**EXERCISE PROMPT:** Put each line of the items below into a Markdown table with two columns, Row and Line, numbering the rows in order and skipping blank lines. Cover every item, and leave the pictures out.

**GIVEN INFORMATION:**
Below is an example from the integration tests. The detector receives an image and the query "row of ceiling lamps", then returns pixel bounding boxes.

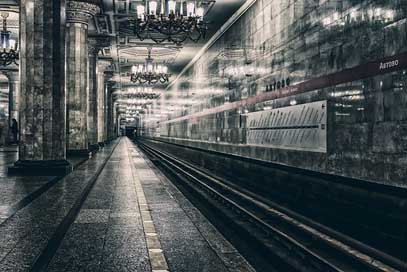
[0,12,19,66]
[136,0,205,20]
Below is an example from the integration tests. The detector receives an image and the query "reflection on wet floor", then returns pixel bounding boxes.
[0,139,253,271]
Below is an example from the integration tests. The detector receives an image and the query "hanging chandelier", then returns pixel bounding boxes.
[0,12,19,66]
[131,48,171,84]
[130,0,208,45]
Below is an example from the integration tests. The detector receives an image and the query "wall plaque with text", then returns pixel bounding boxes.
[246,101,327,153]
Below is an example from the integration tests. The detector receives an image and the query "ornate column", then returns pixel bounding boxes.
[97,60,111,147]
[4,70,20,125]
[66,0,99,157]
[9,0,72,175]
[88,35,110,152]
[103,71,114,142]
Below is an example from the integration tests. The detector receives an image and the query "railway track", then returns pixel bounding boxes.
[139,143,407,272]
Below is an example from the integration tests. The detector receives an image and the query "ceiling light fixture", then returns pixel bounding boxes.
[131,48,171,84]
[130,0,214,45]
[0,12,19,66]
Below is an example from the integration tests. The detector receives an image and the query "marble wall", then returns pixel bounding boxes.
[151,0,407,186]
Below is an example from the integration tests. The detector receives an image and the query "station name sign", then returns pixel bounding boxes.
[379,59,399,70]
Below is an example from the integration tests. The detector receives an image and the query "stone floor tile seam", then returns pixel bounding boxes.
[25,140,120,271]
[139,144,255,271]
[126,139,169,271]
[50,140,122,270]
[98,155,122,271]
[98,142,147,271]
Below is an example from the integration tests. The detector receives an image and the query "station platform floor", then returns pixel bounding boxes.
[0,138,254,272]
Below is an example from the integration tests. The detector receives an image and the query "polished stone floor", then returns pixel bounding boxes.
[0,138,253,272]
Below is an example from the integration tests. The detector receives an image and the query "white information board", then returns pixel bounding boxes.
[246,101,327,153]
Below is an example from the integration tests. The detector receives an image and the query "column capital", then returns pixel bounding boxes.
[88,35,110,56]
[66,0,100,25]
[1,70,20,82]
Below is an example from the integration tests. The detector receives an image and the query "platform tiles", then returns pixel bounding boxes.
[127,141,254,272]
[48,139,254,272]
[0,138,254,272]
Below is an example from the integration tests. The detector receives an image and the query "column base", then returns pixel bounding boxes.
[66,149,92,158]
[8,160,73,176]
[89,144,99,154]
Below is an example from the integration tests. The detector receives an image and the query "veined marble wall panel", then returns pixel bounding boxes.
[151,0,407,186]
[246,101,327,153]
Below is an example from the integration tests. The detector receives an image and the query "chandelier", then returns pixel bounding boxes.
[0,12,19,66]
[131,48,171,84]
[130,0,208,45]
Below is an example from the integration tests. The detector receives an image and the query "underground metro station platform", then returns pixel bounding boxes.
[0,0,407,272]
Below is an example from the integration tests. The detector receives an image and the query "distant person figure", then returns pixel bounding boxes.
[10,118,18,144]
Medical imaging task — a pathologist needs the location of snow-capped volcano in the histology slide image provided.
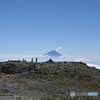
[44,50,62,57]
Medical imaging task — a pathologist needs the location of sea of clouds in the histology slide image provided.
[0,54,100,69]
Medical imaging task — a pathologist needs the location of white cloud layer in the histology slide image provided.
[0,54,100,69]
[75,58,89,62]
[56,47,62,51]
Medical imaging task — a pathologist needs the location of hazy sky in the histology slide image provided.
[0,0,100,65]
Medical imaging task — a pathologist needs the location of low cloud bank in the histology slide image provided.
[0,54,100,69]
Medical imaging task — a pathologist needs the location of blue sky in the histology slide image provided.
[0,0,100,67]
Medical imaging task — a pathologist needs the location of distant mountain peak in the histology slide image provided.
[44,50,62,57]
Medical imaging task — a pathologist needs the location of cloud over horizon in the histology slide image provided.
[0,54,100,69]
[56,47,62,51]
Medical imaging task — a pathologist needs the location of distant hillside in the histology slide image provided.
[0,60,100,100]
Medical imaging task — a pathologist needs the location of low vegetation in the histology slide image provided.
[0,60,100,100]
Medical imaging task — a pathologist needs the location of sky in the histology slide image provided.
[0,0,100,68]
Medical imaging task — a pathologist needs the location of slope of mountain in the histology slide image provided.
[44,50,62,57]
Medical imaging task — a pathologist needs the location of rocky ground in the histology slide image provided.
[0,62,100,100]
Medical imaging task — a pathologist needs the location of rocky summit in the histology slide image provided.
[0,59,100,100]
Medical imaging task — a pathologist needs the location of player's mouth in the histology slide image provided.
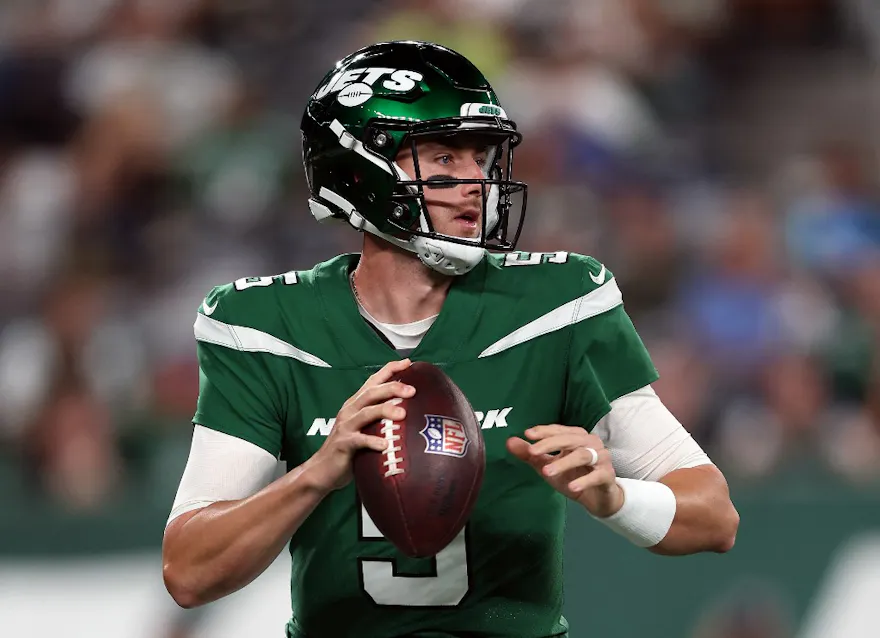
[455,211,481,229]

**SOLUTION TO THIS EXERCISE:**
| Row | Line |
|---|---|
| 1 | Below is an example from the integration tests. The detector receives an image and the query "row of ceiling lamps", then returns pixel bounding boxes. |
| 2 | [0,12,19,66] |
| 3 | [136,0,205,20] |
| 4 | Below is an example from the integration tests. The detector receives an image and the query "reflection on wet floor", then returns pixel bounding boxes. |
| 5 | [0,139,253,271] |
| 6 | Below is an example from the integration tests. The detector receives an image and the query "hanging chandelier", then returns pixel bounding boxes. |
| 7 | [0,12,19,66] |
| 8 | [131,48,171,84] |
| 9 | [130,0,208,45] |
| 10 | Below is an example from the integration tests. The detector receives an image and the query "wall plaque with text", then returns pixel bounding boxes. |
| 11 | [246,101,327,153] |
| 12 | Below is an example from the integration tests. The detector receives an image and the query "ornate column", then returns pixel bounding boxes. |
| 13 | [97,60,111,147] |
| 14 | [4,70,20,125] |
| 15 | [66,0,99,157] |
| 16 | [9,0,72,175] |
| 17 | [88,35,110,152] |
| 18 | [103,71,114,142] |
| 19 | Below is an example from the integration tests. The detector receives an image and the query "railway track", then returns pixel bounding boxes. |
| 20 | [139,143,407,272] |
| 21 | Below is an example from the integration tests. The detector receives an image and the query "ceiling light fixture", then returns pixel bounding boxes. |
| 22 | [131,48,171,84] |
| 23 | [130,0,214,45] |
| 24 | [0,12,19,66] |
| 25 | Below is an example from the integration tests. The detector receives an image and the query "marble wall", then returns pixel bounding boxes. |
| 26 | [151,0,407,186] |
| 27 | Below is an example from the integration tests. The detector receives an image and the query "station name sign", then returns pixel bounding boxes. |
| 28 | [379,59,399,70] |
| 29 | Below is an example from the integration tests. The detector receives an image and the query "stone floor tile seam", then returns pixel bounding boxes. |
| 30 | [25,140,120,271] |
| 31 | [139,144,255,271] |
| 32 | [126,139,169,271] |
| 33 | [50,140,122,270] |
| 34 | [98,155,122,271] |
| 35 | [98,142,147,271] |
| 36 | Below is an example from the integration tests. The detector receives an image and the query "station platform floor", then returns pixel bounding boxes. |
| 37 | [0,138,254,272] |
| 38 | Below is an example from the integration tests. The detector receives an image and the query "polished stone floor", then returns pixel bounding boxes. |
| 39 | [0,138,253,272] |
| 40 | Below is an example from the integration tests. The detector receives an image and the query "white information board", then returns pixel bounding boxes. |
| 41 | [246,101,327,153] |
| 42 | Below is an example from the integration tests. The detector receives an image and the query "column capital", then returns pixel bounding boxes. |
| 43 | [88,35,110,56] |
| 44 | [66,0,100,25] |
| 45 | [1,70,20,82] |
| 46 | Below is an example from the integration tests. The detector receives an image and the query "platform tiles", then returns pixel bounding boxes. |
| 47 | [127,141,254,272] |
| 48 | [48,139,254,272] |
| 49 | [0,138,254,272] |
| 50 | Below is an example from the integration tests. The detector receives an image and the query "column base", then returns pixel bounding boxes. |
| 51 | [66,149,92,158] |
| 52 | [8,160,73,176] |
| 53 | [89,144,99,154] |
| 54 | Below is an example from the integration tests. The detector receives an image and the query "veined marble wall panel", then returns pixel bounding boxes. |
| 55 | [151,0,407,186] |
| 56 | [246,101,327,153] |
| 57 | Below is an example from the integration tests. The detector receives an image and the query "chandelier", then returns pixel bounding boxes. |
| 58 | [0,12,19,66] |
| 59 | [131,48,171,84] |
| 60 | [130,0,208,45] |
| 61 | Below is an example from the integration tests. The detector receives an image and the query "underground metro station platform", then returns pixel bounding boxes. |
| 62 | [0,0,407,272] |
| 63 | Below is an example from the integration tests. The detector receives an image and the query "distant person figure", then returns pixel bounding boxes. |
| 64 | [10,118,18,144] |
| 65 | Medical imaging task — a pathologist needs the location of snow-capped volcano in the histology slide image provided. |
| 66 | [44,50,62,57] |
| 67 | Medical imaging task — a pathologist needs the location of sea of clouds in the histology slide image provided. |
| 68 | [0,54,100,69] |
| 69 | Medical imaging task — a pathologist needs the location of white cloud layer in the histology slide image provided. |
| 70 | [0,54,100,69] |
| 71 | [75,58,89,62] |
| 72 | [56,47,62,51] |
| 73 | Medical imaging task — a pathologist needs the location of hazy sky in the histology slide image provided. |
| 74 | [0,0,100,65] |
| 75 | Medical imaging task — a pathologist needs the location of low cloud bank in the histology slide image provided. |
| 76 | [0,54,100,69] |
| 77 | Medical imaging task — a pathologist needs the location of blue sky in the histology slide image provided. |
| 78 | [0,0,100,67] |
| 79 | Medical imaging task — a pathologist needs the location of distant mountain peak in the histology slide image provided. |
| 80 | [44,50,62,57] |
| 81 | Medical imaging task — a pathologist needs the location of cloud over horizon in the histology slide image provided. |
| 82 | [0,54,100,69] |
| 83 | [56,47,62,51] |
| 84 | Medical imaging task — a pathologist needs the location of distant hillside in the histology slide image provided. |
| 85 | [0,60,100,100] |
| 86 | Medical imaging task — a pathologist needs the location of low vegetation in the histology slide image provided. |
| 87 | [0,60,100,100] |
| 88 | Medical imaging task — a pathologist needs the location of sky in the histology slide image provided. |
| 89 | [0,0,100,68] |
| 90 | Medical imaging task — a pathologist needs the location of slope of mountain in the histology slide image provided. |
| 91 | [44,50,62,57] |
| 92 | Medical imaging task — a pathologist needs the location of rocky ground in the histology slide image provided. |
| 93 | [0,62,100,100] |
| 94 | Medical imaging task — a pathologist needs the location of rocky summit in the histology slide image provided. |
| 95 | [0,59,100,100] |
| 96 | Medical imaging task — a pathologist needs the location of player's mouth in the histology slide image provided. |
| 97 | [455,211,481,229] |